Excerpt provided ▸
>> begin

# Preprocess EEg data for temporal embedding

In [2]:
# import necessary libraries
import pickle as pk
import warnings
from pathlib import Path

import matplotlib.pyplot as plt
import numpy as np
import pandas as pd
import ripser
import seaborn as sb
from rich import inspect, pretty, print
from rich.progress import track
from sklearn.metrics import pairwise_distances
from tda import (downsample, persistent_homology_loop,
                 topological_features_loop, trim, windowing)
from tqdm import tqdm

pretty.install()

sb.set_theme(style="ticks", context="paper")

results_dir = "../results/functional_connectivity/"
data_dir = "../data/preprocessing/"
data_out_dir = "../data/functional_connectivity/"
Path(results_dir).mkdir(parents=True, exist_ok=True)
Path(data_dir).mkdir(parents=True, exist_ok=True)
Path(data_out_dir).mkdir(parents=True, exist_ok=True)

## Load data

In [3]:
# cropped6_data = pk.load(open('../data/sixconditiondata.pkl', 'rb'))
cropped6_data = pk.load(open(f"{data_dir}EEG_per_condition_dict.pkl", "rb"))

>> end

Short exercise ▸ Pick up the EEG preprocessing notebook right after its last line of code and keep writing it.

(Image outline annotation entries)

>> begin

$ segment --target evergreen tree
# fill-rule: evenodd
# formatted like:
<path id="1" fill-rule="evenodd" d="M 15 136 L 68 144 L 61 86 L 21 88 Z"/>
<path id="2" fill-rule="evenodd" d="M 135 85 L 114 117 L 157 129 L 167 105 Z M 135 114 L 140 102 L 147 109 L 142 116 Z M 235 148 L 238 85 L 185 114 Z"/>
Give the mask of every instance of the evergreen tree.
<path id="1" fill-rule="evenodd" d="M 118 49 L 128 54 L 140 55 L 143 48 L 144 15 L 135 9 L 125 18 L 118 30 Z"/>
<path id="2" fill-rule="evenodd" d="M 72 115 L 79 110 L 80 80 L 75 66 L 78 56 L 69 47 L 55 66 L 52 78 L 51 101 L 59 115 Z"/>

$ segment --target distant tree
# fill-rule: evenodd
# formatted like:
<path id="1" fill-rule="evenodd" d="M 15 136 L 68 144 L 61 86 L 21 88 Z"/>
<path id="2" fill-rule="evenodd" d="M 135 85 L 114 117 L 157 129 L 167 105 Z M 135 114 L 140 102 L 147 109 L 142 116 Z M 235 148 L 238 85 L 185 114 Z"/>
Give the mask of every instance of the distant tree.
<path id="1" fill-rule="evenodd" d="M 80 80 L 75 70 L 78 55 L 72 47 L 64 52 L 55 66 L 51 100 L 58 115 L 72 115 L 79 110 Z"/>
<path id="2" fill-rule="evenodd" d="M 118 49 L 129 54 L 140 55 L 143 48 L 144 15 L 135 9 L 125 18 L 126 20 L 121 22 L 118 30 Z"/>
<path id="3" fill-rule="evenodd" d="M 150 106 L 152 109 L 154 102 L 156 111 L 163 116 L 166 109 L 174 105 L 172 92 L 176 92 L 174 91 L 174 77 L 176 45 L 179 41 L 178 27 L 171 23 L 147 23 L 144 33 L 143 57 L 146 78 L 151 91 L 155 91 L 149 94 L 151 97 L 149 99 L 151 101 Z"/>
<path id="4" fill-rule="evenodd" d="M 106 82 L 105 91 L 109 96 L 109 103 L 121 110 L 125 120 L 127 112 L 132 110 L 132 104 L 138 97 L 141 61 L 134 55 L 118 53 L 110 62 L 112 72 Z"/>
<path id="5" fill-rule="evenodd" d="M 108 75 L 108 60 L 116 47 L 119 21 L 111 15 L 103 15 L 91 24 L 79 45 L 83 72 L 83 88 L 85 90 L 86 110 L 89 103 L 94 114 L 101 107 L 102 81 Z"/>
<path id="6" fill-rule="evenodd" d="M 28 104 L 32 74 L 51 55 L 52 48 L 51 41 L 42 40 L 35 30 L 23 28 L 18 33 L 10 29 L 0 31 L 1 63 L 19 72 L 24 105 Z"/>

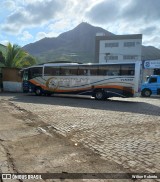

>> end

Output of the task ▸
## Divide into windows (and downsample if needed)

In [50]:
skip = 25  # factor by which the input data is to be downsampled
n_windows = 1  # number of equally-sized windows into which a condition is divided

In [51]:
# empty dictionary
prep_data = dict()

for key in cropped6_data:
    filename = cropped6_data[key]["file"]
    group = cropped6_data[key]["group"]
    subject = cropped6_data[key]["subject"]
    condition = cropped6_data[key]["condition"]
    serie = cropped6_data[key]["series"]
    chs = cropped6_data[key]["channels"]

    # trim time series to desired length
    # trimmed_series = trim(serie, i_ini = i_ini, i_end = i_end, max_length = max_length)

    downsampled_series = downsample(serie, skip=skip)
    windowed_series = windowing(downsampled_series, n_windows=n_windows)

    for i in range(n_windows):

        window_key = f"{subject}_{condition}_{i}"
        prep_data[window_key] = dict()

        prep_data[window_key]["file"] = window_key
        prep_data[window_key]["group"] = group
        prep_data[window_key]["subject"] = subject
        prep_data[window_key]["condition"] = condition
        prep_data[window_key]["window"] = i
        prep_data[window_key]["series"] = windowed_series[i]
        prep_data[window_key]["channels"] = chs

In [52]:
# pandas DataFrame from the prep_data_dict
prep_data_df = pd.DataFrame.from_dict(prep_data, orient="index")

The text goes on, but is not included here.